··· Data excerpts ···

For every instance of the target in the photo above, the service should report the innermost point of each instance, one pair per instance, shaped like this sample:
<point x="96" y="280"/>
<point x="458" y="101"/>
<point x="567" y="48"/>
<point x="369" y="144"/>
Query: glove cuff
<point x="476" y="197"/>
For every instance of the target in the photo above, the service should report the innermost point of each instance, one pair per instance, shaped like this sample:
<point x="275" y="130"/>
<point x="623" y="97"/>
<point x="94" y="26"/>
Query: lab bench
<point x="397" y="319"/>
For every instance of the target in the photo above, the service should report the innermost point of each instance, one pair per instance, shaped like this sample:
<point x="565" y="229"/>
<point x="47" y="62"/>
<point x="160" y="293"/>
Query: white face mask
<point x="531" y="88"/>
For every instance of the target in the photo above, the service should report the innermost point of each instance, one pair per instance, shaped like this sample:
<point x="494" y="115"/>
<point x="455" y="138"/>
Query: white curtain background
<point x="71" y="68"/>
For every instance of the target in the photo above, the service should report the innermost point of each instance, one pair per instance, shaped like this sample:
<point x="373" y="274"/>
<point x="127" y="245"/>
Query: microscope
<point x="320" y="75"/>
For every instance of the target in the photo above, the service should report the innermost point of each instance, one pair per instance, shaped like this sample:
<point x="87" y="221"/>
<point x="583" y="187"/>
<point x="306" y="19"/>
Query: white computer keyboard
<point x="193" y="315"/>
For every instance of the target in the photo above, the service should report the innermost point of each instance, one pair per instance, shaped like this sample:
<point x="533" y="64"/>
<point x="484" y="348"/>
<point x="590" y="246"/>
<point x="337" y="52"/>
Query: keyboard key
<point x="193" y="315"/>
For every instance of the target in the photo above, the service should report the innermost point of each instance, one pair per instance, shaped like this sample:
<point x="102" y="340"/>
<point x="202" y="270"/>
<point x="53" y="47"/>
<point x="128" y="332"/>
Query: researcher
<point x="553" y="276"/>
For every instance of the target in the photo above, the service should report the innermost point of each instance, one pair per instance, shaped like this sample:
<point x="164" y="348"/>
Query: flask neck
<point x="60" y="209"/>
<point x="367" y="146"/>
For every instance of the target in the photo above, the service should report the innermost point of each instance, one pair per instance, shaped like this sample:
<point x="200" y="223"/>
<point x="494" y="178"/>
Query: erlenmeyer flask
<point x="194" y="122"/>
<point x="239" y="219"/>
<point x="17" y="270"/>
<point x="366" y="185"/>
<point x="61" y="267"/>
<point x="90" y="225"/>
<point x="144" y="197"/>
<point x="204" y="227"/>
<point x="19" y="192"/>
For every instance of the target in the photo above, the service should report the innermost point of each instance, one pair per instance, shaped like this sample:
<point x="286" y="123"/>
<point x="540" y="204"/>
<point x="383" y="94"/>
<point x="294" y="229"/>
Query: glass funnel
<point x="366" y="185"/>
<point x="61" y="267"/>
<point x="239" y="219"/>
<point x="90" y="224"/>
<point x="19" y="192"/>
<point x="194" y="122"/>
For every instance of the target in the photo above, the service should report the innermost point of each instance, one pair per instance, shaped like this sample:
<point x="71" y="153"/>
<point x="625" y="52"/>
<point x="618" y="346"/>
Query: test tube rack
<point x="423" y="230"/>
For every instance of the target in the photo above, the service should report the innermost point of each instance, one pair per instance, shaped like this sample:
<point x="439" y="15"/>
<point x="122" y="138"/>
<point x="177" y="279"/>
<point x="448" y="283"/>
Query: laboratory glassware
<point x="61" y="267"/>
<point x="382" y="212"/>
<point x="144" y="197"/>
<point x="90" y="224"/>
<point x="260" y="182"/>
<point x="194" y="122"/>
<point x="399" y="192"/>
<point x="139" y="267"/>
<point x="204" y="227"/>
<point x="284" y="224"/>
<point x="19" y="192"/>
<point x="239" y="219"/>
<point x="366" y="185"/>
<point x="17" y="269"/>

···

- Exercise details
The records above should all be quoted exactly, please.

- Exercise solution
For every instance of the target in the photo above, the service should report the innermost point of each instance, one pair per instance, shaped like this sample:
<point x="96" y="280"/>
<point x="458" y="101"/>
<point x="567" y="48"/>
<point x="369" y="144"/>
Query: glove cuff
<point x="476" y="197"/>
For every instance of the target in the photo above, the service should report the innermost point of each instance, one pair per instance, shaped like this sample:
<point x="275" y="130"/>
<point x="623" y="97"/>
<point x="94" y="26"/>
Query: lab bench
<point x="397" y="319"/>
For every instance of the target in the photo above, the service should report the innermost point of each instance, one pair per instance, shaped like this sample:
<point x="565" y="229"/>
<point x="47" y="62"/>
<point x="160" y="293"/>
Query: white face mask
<point x="531" y="88"/>
For every instance of the target in the photo above, the service should report the innermost point of each instance, one pair per instance, shaped like this sample:
<point x="494" y="115"/>
<point x="455" y="138"/>
Query: white curtain background
<point x="71" y="68"/>
For every instance of the target in the photo above, the service should report the innermost point of each instance, one pair per instance, shaped like this sample:
<point x="373" y="274"/>
<point x="127" y="245"/>
Query: microscope
<point x="320" y="75"/>
For every instance of the target in the photo above, the service should report the innermost point of each instance, one pair per instance, shaped like this sample:
<point x="87" y="221"/>
<point x="583" y="187"/>
<point x="306" y="19"/>
Query: white computer keyboard
<point x="193" y="315"/>
For every instance of the target in the photo above, the service should report the innermost point of each instance, one pair per instance, shaped like this sample:
<point x="533" y="64"/>
<point x="484" y="348"/>
<point x="590" y="246"/>
<point x="337" y="52"/>
Query: keyboard key
<point x="193" y="315"/>
For every instance of the target in the photo above, the service should report the innermost point of each instance, one pair per instance, shaped like this sample:
<point x="102" y="340"/>
<point x="202" y="270"/>
<point x="53" y="47"/>
<point x="128" y="332"/>
Query: researcher
<point x="553" y="276"/>
For every instance of the target in the photo above, the service should report the innermost point of each instance, one pair per instance, shaped like this sample:
<point x="164" y="348"/>
Query: flask neck
<point x="60" y="209"/>
<point x="367" y="146"/>
For every instance of the target in the photo above, the service should report the innermost point of each instance, one pair per instance, shaped like this sample:
<point x="200" y="223"/>
<point x="494" y="178"/>
Query: erlenmeyer flask
<point x="194" y="122"/>
<point x="239" y="219"/>
<point x="17" y="270"/>
<point x="366" y="185"/>
<point x="61" y="267"/>
<point x="90" y="225"/>
<point x="144" y="197"/>
<point x="204" y="227"/>
<point x="19" y="192"/>
For every instance of the target in the photo above, the service should report the innermost point of each instance, one pair per instance, shaped like this sample:
<point x="286" y="123"/>
<point x="540" y="204"/>
<point x="383" y="94"/>
<point x="294" y="229"/>
Query: glass funnel
<point x="366" y="185"/>
<point x="61" y="267"/>
<point x="239" y="219"/>
<point x="90" y="224"/>
<point x="19" y="192"/>
<point x="194" y="122"/>
For every instance of the target in the photo above, the service should report the innermost point of each instance, one pair per instance, shaped like this sample:
<point x="71" y="153"/>
<point x="625" y="52"/>
<point x="618" y="346"/>
Query: test tube rack
<point x="423" y="230"/>
For every instance of the target in the photo above, the service should report the innermost point of each instance, one pair per instance, shaped like this sample:
<point x="439" y="15"/>
<point x="122" y="138"/>
<point x="177" y="279"/>
<point x="448" y="283"/>
Query: laboratory glassware
<point x="61" y="267"/>
<point x="382" y="212"/>
<point x="144" y="197"/>
<point x="90" y="224"/>
<point x="260" y="182"/>
<point x="194" y="122"/>
<point x="399" y="192"/>
<point x="139" y="267"/>
<point x="204" y="227"/>
<point x="284" y="224"/>
<point x="19" y="192"/>
<point x="239" y="219"/>
<point x="366" y="185"/>
<point x="17" y="269"/>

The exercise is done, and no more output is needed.